> _PROBLEM_
Find every line in the records below that contains the word "bathroom", and copy each of those lines.
BEGIN TASK INPUTS
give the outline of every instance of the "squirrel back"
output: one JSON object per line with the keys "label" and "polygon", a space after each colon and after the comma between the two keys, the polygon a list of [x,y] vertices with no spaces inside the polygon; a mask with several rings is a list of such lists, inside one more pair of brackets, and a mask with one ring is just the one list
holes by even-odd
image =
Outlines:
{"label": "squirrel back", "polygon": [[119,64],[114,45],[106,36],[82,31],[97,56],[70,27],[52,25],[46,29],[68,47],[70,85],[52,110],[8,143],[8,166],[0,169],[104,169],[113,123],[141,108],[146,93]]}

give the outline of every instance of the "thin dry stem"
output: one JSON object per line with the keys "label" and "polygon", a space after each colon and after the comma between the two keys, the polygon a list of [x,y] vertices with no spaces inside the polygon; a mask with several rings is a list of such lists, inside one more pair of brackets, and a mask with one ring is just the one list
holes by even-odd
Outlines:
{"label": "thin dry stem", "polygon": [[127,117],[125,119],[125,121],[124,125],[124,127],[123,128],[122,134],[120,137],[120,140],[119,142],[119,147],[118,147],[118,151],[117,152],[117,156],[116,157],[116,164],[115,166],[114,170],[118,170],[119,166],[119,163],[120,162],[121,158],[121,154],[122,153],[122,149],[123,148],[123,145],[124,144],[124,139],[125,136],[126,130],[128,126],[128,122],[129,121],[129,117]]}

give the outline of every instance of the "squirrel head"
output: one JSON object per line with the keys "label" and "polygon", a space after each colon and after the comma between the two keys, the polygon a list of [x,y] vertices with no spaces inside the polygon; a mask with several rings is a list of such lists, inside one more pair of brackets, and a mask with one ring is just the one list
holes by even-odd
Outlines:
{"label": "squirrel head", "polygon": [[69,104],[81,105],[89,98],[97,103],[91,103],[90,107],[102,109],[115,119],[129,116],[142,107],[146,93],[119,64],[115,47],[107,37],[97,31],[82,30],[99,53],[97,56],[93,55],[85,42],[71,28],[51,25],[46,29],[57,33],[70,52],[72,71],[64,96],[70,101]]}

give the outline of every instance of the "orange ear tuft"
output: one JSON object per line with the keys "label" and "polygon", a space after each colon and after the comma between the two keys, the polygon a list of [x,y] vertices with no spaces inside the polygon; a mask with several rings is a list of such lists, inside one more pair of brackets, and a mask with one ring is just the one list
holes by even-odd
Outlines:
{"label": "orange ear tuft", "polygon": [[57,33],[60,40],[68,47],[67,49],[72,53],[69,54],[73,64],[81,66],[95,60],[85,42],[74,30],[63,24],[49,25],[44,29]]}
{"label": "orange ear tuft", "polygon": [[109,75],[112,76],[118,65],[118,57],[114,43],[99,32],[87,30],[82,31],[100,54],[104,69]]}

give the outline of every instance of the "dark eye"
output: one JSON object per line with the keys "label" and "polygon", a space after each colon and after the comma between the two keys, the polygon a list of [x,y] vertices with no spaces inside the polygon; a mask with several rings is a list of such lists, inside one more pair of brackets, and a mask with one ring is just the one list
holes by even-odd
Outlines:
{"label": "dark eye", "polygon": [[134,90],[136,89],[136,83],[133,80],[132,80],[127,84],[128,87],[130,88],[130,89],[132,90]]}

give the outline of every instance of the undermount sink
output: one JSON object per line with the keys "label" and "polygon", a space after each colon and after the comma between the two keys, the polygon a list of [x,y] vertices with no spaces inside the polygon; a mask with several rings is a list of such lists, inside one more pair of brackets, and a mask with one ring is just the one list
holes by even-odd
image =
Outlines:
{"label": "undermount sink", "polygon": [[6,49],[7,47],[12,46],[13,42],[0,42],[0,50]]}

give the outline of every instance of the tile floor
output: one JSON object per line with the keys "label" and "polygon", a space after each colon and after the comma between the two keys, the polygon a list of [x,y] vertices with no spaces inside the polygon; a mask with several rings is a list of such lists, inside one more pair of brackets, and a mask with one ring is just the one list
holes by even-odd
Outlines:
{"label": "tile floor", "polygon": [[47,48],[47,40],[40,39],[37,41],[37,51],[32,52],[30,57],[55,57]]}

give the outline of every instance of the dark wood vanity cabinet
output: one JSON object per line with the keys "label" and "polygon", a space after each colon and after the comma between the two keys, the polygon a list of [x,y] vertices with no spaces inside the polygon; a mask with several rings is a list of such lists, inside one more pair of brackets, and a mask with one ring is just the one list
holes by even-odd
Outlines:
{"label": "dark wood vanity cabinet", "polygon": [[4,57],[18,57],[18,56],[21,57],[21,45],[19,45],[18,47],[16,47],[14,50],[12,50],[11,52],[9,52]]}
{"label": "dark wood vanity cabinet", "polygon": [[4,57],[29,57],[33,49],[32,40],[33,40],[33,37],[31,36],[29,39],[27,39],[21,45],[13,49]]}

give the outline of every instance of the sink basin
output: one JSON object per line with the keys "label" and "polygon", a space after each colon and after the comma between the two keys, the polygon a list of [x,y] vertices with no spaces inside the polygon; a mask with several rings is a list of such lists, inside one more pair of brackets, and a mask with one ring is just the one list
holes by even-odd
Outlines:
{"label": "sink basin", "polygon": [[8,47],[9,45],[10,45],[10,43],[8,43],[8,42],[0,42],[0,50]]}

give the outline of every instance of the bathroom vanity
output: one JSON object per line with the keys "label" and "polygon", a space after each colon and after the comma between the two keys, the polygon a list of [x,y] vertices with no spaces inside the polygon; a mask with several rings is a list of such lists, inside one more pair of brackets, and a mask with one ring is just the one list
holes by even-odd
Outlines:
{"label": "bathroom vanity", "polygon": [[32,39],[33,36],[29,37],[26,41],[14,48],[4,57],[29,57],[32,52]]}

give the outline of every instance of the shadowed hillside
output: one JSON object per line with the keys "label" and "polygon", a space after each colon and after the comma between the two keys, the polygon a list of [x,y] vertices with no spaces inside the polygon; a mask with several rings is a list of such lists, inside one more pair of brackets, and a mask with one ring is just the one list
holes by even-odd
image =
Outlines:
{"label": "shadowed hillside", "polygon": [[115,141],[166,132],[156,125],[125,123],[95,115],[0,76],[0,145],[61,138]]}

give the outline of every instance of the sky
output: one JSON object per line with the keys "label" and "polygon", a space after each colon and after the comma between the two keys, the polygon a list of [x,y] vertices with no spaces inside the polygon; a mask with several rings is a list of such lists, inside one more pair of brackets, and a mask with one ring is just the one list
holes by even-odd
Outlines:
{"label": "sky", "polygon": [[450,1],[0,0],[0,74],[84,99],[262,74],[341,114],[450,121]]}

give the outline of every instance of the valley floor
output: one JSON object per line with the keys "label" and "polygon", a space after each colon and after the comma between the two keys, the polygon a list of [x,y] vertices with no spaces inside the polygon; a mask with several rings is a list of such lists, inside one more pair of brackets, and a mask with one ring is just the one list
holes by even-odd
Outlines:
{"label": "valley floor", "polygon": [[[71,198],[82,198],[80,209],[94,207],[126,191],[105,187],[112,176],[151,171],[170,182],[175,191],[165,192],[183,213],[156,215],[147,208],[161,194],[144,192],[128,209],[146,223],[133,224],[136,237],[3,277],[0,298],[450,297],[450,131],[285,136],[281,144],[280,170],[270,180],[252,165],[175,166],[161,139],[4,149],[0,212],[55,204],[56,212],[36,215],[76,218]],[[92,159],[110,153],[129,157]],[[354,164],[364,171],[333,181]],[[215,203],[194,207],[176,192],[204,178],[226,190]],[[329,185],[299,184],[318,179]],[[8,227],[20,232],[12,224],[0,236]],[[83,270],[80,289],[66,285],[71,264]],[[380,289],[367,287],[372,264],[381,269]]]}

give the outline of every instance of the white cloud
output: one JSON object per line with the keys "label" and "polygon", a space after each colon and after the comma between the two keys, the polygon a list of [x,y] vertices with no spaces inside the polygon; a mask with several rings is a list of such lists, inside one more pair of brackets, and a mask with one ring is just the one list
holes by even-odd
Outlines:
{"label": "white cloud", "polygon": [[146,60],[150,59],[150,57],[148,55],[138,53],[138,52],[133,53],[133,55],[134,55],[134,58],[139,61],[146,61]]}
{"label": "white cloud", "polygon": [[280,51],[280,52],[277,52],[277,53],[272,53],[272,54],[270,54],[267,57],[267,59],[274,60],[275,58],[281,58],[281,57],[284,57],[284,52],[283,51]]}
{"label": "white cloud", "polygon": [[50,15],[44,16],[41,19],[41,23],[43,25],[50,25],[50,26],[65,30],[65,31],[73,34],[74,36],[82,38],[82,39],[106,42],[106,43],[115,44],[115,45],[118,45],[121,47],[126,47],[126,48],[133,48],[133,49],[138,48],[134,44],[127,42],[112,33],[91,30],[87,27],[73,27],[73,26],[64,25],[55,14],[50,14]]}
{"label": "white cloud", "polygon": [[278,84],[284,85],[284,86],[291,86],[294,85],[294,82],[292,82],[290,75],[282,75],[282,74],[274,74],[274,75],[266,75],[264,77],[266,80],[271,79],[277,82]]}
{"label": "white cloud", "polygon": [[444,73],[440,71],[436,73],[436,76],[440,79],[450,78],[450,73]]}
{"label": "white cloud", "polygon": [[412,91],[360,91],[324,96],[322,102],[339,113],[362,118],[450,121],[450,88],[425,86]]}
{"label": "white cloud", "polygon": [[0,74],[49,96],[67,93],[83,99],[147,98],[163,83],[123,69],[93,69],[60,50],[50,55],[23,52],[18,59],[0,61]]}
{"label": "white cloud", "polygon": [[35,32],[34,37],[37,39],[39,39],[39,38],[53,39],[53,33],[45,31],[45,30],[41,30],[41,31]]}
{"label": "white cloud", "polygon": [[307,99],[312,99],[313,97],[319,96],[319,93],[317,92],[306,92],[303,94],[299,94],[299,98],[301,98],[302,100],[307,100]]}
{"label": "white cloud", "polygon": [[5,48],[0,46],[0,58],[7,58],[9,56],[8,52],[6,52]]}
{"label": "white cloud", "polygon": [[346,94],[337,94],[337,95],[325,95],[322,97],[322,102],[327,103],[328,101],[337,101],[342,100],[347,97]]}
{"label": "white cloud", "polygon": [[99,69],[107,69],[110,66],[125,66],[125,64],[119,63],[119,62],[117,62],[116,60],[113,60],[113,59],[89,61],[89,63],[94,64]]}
END TASK INPUTS
> _TASK RESULT_
give the outline of every instance of the bathroom vanity
{"label": "bathroom vanity", "polygon": [[32,39],[33,36],[29,37],[26,41],[14,48],[4,57],[29,57],[32,52]]}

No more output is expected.